Research
Analysis of Ballistic Escape Opportunities via Multiple Lunar Swingbys for Fast and Flexible Missions
To escape the gravitational attraction of the Earth-Moon system and begin an interplanetary trajectory a spacecraft must first fly a hyperbolic escape orbit. To achieve so, interplanetary missions typically make use of medium-to-heavy launchers and dedicated injections, with the associated high cost. This therefore limits the possibility of developing low budget missions.
The research that I conducted here therefore focused on studying more efficient Earth escape routes, specifically by performing gravity assist maneuvers with the Moon since this could offer such an effective interplanetary gateway.

**EXERCISE 1**
Copy out the part of the entries that opens with the line containing "pin: the tree, one" and continues through the final line of the entries, keeping every character unchanged.
The research summary and the entries come from separate sources.

Data pulled from a collection:
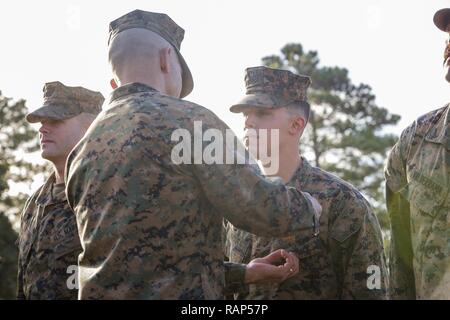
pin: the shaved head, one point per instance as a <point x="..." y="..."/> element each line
<point x="140" y="55"/>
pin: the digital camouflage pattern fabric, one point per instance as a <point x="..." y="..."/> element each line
<point x="151" y="229"/>
<point x="334" y="264"/>
<point x="48" y="245"/>
<point x="272" y="88"/>
<point x="418" y="187"/>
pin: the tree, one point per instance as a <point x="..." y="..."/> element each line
<point x="346" y="132"/>
<point x="17" y="138"/>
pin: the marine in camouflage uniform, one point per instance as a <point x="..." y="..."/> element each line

**EXERCISE 2**
Render this sentence from the research summary in Spanish: "This therefore limits the possibility of developing low budget missions."

**TASK SOLUTION 1**
pin: the tree, one point per instance as a <point x="..." y="..."/> element each line
<point x="346" y="132"/>
<point x="17" y="138"/>
pin: the marine in camouflage uniform, one point per instance as a <point x="..." y="..."/> element each line

**TASK SOLUTION 2**
Por lo tanto, esto limita la posibilidad de desarrollar misiones de bajo presupuesto.